:: WHAT IS REQUIRED ::
Transcribe each record exactly. Omit the pictures.

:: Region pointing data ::
"""
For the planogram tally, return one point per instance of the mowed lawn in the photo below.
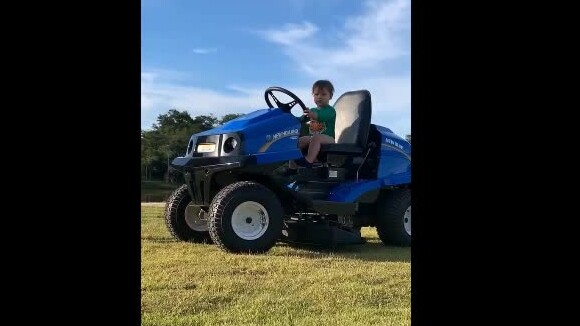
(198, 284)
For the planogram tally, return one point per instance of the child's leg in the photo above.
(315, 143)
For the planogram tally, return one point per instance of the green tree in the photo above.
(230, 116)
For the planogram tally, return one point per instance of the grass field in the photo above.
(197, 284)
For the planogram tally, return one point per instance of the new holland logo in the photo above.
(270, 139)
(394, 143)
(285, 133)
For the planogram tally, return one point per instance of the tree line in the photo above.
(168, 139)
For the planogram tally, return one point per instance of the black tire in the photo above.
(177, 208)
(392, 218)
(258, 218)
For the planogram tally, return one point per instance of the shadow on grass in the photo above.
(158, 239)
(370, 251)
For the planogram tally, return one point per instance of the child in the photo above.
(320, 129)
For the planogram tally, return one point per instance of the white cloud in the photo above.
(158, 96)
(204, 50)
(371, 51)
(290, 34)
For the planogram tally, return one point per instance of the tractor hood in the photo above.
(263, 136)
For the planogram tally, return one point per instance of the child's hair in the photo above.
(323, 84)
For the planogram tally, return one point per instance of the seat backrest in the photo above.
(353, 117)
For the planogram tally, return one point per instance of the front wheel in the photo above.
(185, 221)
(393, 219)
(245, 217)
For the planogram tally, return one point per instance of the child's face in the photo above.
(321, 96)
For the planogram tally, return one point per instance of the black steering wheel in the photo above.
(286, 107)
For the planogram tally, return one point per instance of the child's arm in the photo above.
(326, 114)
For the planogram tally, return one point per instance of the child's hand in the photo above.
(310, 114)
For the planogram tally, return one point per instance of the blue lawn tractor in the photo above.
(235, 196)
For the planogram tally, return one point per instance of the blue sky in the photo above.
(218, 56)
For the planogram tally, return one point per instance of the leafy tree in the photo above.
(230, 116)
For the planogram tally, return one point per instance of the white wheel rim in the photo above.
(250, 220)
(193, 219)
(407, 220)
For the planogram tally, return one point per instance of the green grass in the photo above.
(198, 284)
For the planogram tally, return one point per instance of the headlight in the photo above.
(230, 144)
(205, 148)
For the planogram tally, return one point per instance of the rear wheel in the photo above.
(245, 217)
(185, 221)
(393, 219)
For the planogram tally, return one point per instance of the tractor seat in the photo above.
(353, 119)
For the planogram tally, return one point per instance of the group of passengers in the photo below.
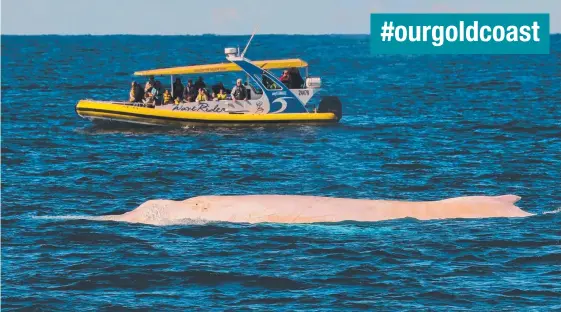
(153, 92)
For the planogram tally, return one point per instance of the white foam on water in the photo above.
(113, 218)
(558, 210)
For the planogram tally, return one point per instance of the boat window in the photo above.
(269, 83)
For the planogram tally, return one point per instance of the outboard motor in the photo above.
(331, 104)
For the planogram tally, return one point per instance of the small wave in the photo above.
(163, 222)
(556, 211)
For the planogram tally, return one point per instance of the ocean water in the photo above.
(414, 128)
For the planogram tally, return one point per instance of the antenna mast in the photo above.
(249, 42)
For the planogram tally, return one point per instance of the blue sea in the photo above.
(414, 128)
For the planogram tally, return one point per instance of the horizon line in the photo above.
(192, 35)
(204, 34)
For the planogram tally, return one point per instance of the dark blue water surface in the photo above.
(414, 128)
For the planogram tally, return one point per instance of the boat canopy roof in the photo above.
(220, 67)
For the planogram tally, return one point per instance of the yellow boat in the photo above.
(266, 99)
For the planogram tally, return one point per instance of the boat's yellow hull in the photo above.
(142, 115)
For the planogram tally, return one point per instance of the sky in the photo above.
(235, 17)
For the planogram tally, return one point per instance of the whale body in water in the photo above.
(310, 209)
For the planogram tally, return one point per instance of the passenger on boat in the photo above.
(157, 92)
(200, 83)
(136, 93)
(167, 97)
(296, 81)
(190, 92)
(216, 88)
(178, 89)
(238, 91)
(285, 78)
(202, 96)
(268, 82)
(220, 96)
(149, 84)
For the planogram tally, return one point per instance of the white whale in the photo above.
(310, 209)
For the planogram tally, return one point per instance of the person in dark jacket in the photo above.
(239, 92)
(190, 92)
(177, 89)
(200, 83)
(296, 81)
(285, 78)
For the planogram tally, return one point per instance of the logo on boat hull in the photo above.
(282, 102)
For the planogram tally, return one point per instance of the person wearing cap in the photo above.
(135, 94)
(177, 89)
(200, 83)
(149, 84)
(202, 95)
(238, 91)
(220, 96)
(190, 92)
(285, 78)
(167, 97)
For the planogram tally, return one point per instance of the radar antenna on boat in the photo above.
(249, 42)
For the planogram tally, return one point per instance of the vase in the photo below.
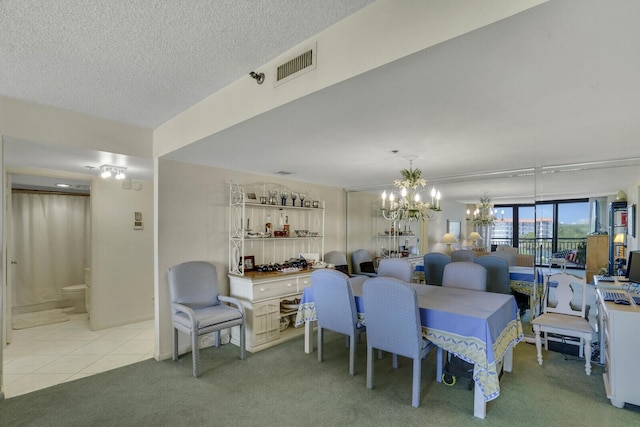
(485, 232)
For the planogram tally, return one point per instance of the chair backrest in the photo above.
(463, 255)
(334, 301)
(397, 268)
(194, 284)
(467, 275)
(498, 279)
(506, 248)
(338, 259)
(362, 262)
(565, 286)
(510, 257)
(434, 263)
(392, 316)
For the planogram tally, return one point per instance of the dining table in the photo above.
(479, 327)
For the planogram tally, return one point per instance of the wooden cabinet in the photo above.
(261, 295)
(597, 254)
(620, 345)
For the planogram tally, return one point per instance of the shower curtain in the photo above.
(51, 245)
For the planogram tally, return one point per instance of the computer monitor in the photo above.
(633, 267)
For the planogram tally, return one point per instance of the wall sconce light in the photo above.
"""
:: SOLUTION ::
For the planogram tally, return one point per instance of the mowed lawn in the photo below.
(198, 284)
For the planogram tally, return one point per instance of the child's leg in the photo above.
(315, 143)
For the planogram tally, return one point per instance of the green tree in the photo above.
(230, 116)
For the planogram tally, return one point per instance of the grass field in the photo above.
(197, 284)
For the planogram tally, return one point per instance of the new holland logo in the photo above.
(270, 139)
(394, 143)
(285, 133)
For the planogram tally, return one point per instance of the tree line in the photo above.
(168, 139)
For the planogram tally, return one point per instance of the black tire in the photo above.
(177, 208)
(392, 218)
(258, 218)
For the planogram tally, return one point per instance of the shadow on grass in the photo above.
(158, 239)
(370, 251)
For the planogram tally, return one point per instance of the child in the photo above.
(320, 129)
For the planogram tally, return one point per instance of the white cloud in the photo above.
(158, 96)
(204, 50)
(371, 51)
(290, 34)
For the planogram tally, return one point per instance of the tractor hood in the photo above.
(263, 136)
For the planogram tally, return one point per instance of the child's hair in the photo above.
(323, 84)
For the planogram tally, return one point per instance of the seat backrest in the photo above.
(353, 117)
For the planogram tally, return one point per instance of the front wheel in the photo above.
(185, 221)
(393, 219)
(245, 217)
For the planogram tally, return one point per instance of the child's face in the photo above.
(321, 96)
For the planogram tally, return one point per instance of the black steering wheel in the photo above.
(286, 107)
For the planogram tally, return one point per instance of the child's arm in the photo above.
(326, 114)
For the planogram tally, return one point per instance of the child's hand in the photo above.
(310, 114)
For the planogram tally, return one point per instance of the blue lawn tractor in the photo above.
(235, 196)
For the planogram tally, return one point per instance of the blue sky in the photo above.
(218, 56)
For the planogram tally, return one point per instance of the leafy tree in the photo above.
(230, 116)
For the planogram tally, return one point per instance of the white wheel rim in the photo above.
(250, 220)
(193, 219)
(407, 220)
For the planogram tally, return one point per instance of the green grass in the photo above.
(198, 284)
For the planogram tally, return one point per instance of the headlight in the photo above.
(230, 144)
(205, 148)
For the planogram tally, return one point per instance of the rear wheel in the photo above.
(245, 217)
(185, 221)
(393, 219)
For the planogram tally, return one point per instance of the tractor seat in the photo above.
(353, 119)
For the planogram tally, return one point per instance of the group of passengers in the photo below.
(153, 92)
For the planogram tally, return one point per instance of the white foam on water in the photo above.
(113, 218)
(558, 210)
For the planogram tally, return one point per instance of the boat window in the photo above.
(269, 83)
For the planogram tally, return one point per instance of the outboard motor in the photo above.
(331, 104)
For the planogram tally, return one point per instance of the small wave in the photo above.
(163, 222)
(556, 211)
For the planogram tally, return one point per instance of the ocean water in the photo above.
(414, 128)
For the planogram tally, return one point per instance of the antenna mast in the photo above.
(249, 42)
For the planogram tally, return one point per instance of the blue sea in the photo above.
(414, 128)
For the planogram tally, return one point per instance of the horizon line in the photo above.
(192, 35)
(204, 34)
For the planogram tally, return one point per instance of the dark blue water surface in the photo above.
(414, 128)
For the planogram tally, return one point per instance of the boat canopy roof in the photo above.
(220, 67)
For the planogram tally, return one point per instance of the yellow boat in the photo above.
(266, 99)
For the planogram tally, return one point per instance of the boat's yellow hull in the photo above.
(142, 115)
For the planogram tally, return one point per instance of the sky in the photo above.
(235, 17)
For the planogram tally, return one point per instance of the whale body in water in the photo above.
(310, 209)
For the planogram tally, return one point per instance of the passenger on boat in the photo above.
(157, 92)
(200, 83)
(136, 93)
(167, 97)
(296, 81)
(190, 92)
(216, 88)
(178, 89)
(238, 91)
(285, 78)
(202, 96)
(268, 82)
(220, 96)
(149, 84)
For the planogram tally, return one point per instance of the white whale in the photo above.
(310, 209)
For the planogram tally, return one point per instance of the person in dark jacket in the photo above.
(239, 92)
(190, 92)
(177, 89)
(200, 83)
(296, 81)
(285, 78)
For the planogram tally, return one point per instance of the logo on boat hull in the photo above.
(282, 102)
For the planogram tally, return one point per instance of the person wearing cap in the photo above.
(135, 94)
(177, 89)
(200, 83)
(149, 84)
(202, 95)
(238, 91)
(220, 96)
(190, 92)
(285, 78)
(167, 97)
For the planogram tally, return one point per instance of the radar antenna on boat in the photo above.
(249, 42)
For the planogram tally, return one point per instance of the vase in the photo below.
(485, 232)
For the planogram tally, return one point per instance of the chair backrest in the photo above.
(463, 255)
(334, 301)
(397, 268)
(194, 284)
(467, 275)
(498, 279)
(506, 248)
(338, 259)
(362, 262)
(565, 286)
(510, 257)
(434, 263)
(392, 316)
For the planogram tally, return one point per instance of the dining table in the photo above.
(479, 327)
For the planogram tally, return one point per instance of the wooden cabinet in the photo above.
(261, 295)
(597, 254)
(620, 345)
For the planogram tally, return one point per instance of the shower curtain in the photo above.
(51, 245)
For the planogram tally, return one point per instance of the computer monitor in the photo above.
(633, 267)
For the planogram tally, return one point per instance of the wall sconce light in the photo above.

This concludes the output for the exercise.